**Prompt**
Reproduce every one of the rows below verbatim, line for line.

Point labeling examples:
*****

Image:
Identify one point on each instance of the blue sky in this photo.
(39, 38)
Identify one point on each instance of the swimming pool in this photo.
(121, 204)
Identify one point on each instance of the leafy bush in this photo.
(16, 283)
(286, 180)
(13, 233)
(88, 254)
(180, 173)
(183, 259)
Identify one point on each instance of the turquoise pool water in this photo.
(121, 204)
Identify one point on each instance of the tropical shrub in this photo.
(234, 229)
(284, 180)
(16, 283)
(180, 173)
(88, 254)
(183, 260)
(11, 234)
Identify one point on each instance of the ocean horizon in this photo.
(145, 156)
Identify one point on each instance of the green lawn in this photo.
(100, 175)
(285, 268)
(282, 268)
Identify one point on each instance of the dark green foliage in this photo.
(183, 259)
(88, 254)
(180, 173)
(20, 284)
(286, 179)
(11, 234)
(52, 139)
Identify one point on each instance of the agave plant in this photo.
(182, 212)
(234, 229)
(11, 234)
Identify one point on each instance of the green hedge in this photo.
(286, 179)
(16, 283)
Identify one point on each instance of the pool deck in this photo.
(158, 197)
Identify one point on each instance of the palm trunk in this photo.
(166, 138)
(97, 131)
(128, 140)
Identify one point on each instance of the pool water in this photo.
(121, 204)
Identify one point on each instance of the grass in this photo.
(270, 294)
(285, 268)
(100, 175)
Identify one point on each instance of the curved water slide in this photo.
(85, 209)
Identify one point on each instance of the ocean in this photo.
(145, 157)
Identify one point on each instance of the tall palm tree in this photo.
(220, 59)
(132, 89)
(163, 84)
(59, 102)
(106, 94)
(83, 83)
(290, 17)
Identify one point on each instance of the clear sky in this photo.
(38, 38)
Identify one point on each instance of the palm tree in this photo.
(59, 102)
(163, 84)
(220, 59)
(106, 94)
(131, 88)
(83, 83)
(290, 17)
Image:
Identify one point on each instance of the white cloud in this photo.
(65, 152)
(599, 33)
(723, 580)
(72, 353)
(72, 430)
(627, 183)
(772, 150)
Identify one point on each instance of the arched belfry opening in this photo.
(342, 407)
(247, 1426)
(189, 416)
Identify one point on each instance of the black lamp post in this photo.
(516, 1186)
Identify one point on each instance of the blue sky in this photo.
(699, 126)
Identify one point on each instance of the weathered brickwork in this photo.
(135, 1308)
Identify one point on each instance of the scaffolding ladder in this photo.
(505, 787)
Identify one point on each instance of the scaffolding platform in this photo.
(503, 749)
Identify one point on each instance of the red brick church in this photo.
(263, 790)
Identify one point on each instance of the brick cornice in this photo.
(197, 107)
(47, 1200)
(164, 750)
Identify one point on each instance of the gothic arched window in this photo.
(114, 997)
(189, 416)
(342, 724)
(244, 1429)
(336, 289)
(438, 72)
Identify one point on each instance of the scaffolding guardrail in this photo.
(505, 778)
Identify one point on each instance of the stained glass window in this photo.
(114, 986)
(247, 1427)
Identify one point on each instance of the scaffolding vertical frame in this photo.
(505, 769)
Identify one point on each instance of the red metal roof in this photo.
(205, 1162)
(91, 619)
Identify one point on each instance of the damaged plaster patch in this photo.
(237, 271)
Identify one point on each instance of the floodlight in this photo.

*****

**Answer to the exercise**
Image:
Identify one point on each instance of the blue sky in this photo.
(39, 38)
Identify one point on each instance of the swimming pool in this photo.
(121, 204)
Identify one point on each instance of the leafy bush in this photo.
(16, 283)
(286, 180)
(13, 233)
(88, 254)
(180, 173)
(183, 259)
Identify one point on each instance of the turquoise pool water in this photo.
(121, 204)
Identify one point on each instance of the tropical shrub in this photo.
(234, 229)
(284, 180)
(16, 283)
(180, 173)
(88, 254)
(183, 260)
(11, 234)
Identify one point on each instance of the ocean horizon in this photo.
(145, 156)
Identify one point on each instance of the green lawn in this photo.
(100, 175)
(285, 268)
(282, 268)
Identify one point on each instance of the dark green foliage in this photo.
(183, 259)
(88, 254)
(180, 173)
(20, 284)
(286, 179)
(11, 234)
(52, 139)
Identify one point on each instance of the agave plant in this photo.
(182, 212)
(234, 229)
(11, 234)
Identify one point on each instance of the green hedge in this photo.
(286, 179)
(16, 283)
Identify one point on each instance of the pool deck in this photo.
(158, 197)
Identify one point on each instance of the palm trunk in this photo.
(166, 138)
(97, 131)
(128, 140)
Identify one point on each instance of the pool water in this photo.
(121, 204)
Identify one point on each instance of the grass in this photo.
(270, 294)
(285, 268)
(100, 175)
Identify one point on each instance of the curved water slide in this photo.
(85, 209)
Identify one point on each instance of the ocean in this photo.
(145, 157)
Identify one point on each instance of the tall palm tree in this photo.
(220, 59)
(132, 89)
(163, 84)
(59, 102)
(106, 94)
(83, 83)
(290, 17)
Identify one point on each instance of the clear sky in this photo.
(38, 38)
Identify one point on each instance of the palm tree in this photo.
(59, 102)
(163, 84)
(220, 59)
(106, 94)
(131, 88)
(83, 83)
(290, 17)
Image:
Identify one point on each instance of the white cloud in this photo.
(65, 152)
(599, 33)
(723, 580)
(72, 353)
(72, 430)
(627, 183)
(772, 150)
Identify one point on each instance of the arched belfry opening in this photo.
(342, 407)
(247, 1426)
(189, 416)
Identify one point on each instance of the black lamp post in this photo.
(516, 1186)
Identify one point on each instance of the blue sky in this photo.
(699, 126)
Identify one point on each instance of the weathered brickwork in this photo.
(135, 1308)
Identify one point on each instance of the scaffolding ladder in this photo.
(505, 787)
Identify one point on each instance of the scaffolding platform in this photo.
(503, 749)
Identify one point on each instance of the red brick church in this photo.
(263, 790)
Identify one point on each instance of the brick cornice in this photo.
(197, 107)
(47, 1200)
(164, 750)
Identify one point on each instance of the gothic arched window in this photo.
(114, 997)
(189, 416)
(342, 724)
(244, 1429)
(336, 289)
(438, 72)
Identify one point on each instance of the scaffolding guardrail in this photo.
(505, 778)
Identify one point on each instance of the stained glass window in this photo.
(114, 986)
(247, 1427)
Identify one point on each instance of the scaffolding vertical frame in this photo.
(505, 769)
Identify one point on each instance of the red metal roof in this photo.
(205, 1162)
(91, 619)
Identify one point on each instance of the damaged plaster patch in this photo.
(237, 271)
Identify one point on each instance of the floodlight in this photo.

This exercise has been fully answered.